* TASK TO CARRY OUT: I need the lines below from the one with "Target: wooden cross" down to the one with "Target: paved walkway" reproduced exactly, both ends included, and nothing else.

* SUPPLIED DATA:
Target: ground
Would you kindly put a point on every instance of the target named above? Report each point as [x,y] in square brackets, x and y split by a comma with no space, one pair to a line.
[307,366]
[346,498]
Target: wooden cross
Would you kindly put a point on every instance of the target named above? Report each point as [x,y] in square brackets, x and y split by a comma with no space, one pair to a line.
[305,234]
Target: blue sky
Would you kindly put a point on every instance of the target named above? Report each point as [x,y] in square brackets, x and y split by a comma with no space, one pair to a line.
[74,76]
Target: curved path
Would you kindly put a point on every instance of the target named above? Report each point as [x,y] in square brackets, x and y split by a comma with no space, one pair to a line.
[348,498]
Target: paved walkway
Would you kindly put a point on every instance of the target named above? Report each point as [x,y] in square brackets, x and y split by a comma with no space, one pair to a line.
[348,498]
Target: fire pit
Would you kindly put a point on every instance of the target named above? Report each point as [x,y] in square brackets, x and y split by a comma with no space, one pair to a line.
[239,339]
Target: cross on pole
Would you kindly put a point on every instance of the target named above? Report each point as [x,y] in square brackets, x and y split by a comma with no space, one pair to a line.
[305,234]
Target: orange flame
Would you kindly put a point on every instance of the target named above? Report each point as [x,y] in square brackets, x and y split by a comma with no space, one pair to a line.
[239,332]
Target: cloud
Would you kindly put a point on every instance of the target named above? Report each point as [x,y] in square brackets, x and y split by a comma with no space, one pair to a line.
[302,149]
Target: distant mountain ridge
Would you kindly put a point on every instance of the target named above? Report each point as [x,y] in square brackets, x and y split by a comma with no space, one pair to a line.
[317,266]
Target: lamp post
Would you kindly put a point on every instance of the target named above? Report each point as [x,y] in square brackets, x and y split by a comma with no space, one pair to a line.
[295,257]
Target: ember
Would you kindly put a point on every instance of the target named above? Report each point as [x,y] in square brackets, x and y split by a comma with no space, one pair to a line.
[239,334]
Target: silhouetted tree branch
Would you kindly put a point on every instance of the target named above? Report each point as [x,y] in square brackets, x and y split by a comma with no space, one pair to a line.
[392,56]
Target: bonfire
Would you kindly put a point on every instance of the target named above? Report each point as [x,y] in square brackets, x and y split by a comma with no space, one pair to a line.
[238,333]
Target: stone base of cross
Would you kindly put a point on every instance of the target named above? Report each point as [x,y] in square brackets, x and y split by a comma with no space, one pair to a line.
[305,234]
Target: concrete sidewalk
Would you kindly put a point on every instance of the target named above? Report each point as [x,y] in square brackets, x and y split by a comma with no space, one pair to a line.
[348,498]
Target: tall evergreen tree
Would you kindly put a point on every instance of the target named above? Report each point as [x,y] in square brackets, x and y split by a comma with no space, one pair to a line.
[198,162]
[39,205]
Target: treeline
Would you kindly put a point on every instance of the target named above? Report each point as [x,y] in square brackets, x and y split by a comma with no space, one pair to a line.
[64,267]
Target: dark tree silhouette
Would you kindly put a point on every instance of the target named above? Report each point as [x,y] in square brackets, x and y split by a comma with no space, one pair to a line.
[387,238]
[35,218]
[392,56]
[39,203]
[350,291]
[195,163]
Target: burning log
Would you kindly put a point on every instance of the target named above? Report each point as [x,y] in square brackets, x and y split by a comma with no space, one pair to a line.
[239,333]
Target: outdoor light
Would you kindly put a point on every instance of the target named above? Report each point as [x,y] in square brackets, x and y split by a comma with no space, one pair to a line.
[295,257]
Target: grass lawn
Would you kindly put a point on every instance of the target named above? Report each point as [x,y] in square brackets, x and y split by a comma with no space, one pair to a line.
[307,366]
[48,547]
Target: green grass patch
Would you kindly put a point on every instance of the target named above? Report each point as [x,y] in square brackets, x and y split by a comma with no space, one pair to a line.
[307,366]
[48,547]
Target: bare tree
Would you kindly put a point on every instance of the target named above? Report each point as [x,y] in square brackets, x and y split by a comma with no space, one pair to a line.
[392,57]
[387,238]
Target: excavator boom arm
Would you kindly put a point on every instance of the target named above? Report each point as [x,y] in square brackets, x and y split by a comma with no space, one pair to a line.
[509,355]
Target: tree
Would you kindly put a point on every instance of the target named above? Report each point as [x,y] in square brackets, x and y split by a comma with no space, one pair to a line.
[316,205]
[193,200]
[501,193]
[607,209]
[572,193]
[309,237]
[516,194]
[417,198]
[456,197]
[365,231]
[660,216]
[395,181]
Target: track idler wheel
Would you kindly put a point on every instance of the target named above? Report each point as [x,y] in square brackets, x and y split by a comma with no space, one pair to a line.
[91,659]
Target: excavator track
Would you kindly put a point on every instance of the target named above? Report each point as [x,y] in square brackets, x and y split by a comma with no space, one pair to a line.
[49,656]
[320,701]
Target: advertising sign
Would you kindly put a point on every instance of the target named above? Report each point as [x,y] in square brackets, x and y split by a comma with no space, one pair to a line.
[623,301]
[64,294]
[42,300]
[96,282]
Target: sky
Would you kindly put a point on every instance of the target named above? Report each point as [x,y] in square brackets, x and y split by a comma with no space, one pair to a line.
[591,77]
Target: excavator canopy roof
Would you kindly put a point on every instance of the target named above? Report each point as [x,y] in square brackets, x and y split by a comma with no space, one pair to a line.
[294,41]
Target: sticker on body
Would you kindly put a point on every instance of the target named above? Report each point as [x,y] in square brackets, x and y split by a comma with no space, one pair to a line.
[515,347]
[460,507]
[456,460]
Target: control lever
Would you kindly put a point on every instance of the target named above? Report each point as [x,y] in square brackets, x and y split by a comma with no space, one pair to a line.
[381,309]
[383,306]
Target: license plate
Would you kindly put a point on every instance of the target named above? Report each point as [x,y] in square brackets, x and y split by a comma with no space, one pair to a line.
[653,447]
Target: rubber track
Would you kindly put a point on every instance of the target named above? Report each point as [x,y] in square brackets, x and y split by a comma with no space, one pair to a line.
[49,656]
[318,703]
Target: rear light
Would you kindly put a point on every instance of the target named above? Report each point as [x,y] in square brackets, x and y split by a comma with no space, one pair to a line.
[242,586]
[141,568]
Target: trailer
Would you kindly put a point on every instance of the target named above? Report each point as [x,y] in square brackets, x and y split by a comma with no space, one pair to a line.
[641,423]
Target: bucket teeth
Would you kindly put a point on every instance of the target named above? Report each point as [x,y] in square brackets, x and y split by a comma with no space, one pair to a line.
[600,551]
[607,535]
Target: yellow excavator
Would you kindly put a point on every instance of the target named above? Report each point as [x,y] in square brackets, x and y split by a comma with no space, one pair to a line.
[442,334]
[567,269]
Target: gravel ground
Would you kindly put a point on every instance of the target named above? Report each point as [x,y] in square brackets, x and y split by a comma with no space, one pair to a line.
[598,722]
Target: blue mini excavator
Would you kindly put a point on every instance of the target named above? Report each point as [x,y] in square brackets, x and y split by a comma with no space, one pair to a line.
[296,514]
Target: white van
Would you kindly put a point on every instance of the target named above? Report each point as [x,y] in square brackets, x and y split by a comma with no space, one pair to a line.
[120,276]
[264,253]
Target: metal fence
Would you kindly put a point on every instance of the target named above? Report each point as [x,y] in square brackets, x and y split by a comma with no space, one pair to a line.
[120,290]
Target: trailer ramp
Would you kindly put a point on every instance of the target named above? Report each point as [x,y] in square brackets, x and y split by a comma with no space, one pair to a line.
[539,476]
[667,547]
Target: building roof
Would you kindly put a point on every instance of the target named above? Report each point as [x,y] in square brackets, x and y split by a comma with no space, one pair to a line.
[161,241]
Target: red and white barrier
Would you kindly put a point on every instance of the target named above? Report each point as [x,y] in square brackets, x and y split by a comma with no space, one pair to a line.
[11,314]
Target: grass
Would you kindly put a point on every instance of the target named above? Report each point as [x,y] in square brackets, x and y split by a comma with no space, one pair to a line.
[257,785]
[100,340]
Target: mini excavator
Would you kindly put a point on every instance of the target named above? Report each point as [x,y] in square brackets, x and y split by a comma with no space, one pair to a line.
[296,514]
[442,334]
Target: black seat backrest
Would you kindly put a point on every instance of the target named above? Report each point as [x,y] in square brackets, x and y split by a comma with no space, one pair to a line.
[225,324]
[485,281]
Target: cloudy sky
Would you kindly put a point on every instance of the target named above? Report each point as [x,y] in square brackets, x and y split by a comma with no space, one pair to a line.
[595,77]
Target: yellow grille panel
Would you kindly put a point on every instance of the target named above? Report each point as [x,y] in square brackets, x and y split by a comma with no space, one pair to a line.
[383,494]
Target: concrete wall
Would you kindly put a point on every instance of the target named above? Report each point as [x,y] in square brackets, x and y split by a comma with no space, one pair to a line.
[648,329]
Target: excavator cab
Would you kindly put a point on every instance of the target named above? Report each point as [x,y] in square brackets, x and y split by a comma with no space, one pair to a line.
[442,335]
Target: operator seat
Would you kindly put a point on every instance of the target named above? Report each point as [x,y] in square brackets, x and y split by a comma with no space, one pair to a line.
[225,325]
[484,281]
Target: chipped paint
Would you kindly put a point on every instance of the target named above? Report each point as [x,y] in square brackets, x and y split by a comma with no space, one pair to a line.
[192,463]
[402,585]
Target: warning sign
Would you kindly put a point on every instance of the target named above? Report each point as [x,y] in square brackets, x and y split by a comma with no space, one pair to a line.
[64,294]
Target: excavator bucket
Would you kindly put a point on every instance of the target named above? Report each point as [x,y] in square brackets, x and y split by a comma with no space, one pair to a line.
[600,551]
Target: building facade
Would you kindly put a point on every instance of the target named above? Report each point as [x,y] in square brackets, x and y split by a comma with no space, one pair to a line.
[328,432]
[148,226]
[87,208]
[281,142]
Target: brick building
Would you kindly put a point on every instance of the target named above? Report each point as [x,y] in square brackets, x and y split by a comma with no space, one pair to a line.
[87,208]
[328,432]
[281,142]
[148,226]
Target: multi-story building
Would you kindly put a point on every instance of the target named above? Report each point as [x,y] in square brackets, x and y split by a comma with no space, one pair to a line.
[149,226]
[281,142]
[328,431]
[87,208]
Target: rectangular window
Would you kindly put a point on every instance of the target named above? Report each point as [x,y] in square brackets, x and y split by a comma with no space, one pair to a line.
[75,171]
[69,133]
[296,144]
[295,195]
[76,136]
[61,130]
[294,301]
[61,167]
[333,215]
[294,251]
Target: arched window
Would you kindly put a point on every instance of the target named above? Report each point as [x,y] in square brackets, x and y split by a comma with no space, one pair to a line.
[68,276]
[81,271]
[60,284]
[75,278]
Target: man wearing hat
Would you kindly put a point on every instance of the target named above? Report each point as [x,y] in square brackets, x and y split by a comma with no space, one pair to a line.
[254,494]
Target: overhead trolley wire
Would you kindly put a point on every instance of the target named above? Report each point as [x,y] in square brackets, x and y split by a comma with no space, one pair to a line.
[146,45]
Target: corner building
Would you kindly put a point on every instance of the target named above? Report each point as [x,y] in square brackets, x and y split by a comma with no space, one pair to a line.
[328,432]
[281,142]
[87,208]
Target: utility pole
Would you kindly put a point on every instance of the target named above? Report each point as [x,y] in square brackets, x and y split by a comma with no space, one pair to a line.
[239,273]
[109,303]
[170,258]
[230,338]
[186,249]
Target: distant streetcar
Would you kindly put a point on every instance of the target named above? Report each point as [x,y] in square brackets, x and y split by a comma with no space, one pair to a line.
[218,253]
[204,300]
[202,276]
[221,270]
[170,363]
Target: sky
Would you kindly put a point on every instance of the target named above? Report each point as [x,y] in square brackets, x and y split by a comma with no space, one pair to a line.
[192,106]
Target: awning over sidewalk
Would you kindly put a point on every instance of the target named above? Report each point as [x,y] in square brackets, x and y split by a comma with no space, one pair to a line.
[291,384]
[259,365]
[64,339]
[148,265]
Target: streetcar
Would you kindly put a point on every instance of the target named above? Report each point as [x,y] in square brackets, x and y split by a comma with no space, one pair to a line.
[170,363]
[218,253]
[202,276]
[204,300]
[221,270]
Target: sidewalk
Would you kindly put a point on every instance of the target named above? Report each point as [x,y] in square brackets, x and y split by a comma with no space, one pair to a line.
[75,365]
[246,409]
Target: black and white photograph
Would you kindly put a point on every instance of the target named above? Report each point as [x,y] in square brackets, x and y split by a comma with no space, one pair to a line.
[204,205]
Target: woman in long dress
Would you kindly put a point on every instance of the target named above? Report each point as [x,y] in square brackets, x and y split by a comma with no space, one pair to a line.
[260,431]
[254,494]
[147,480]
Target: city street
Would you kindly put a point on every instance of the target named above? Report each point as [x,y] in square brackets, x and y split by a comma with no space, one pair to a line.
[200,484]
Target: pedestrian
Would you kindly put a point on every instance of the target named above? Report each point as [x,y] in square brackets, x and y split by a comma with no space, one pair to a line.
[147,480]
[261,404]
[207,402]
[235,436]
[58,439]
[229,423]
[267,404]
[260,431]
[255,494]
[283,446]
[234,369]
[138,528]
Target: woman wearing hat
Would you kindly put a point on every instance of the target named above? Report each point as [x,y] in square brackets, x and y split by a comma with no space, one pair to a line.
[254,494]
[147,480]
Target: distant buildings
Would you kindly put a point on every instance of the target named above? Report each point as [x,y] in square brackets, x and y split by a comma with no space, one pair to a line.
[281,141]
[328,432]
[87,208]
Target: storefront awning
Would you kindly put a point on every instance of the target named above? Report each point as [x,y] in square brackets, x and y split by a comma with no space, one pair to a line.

* ANSWER BELOW:
Target: wooden cross
Would you kindly put a point on every instance of the target named above? Report each point as [x,y] in square brackets, x and y split by a comma with no space, one pair to a line.
[305,234]
Target: blue sky
Would you kindly put a point on every instance of the target named above? Report each point as [x,y] in square brackets, x and y split by a comma with no space, one pair to a line.
[74,76]
Target: curved path
Would you kindly put a point on every instance of the target named above? Report each point as [x,y] in square brackets, x and y split by a comma with no space, one pair to a line.
[348,498]
Target: paved walkway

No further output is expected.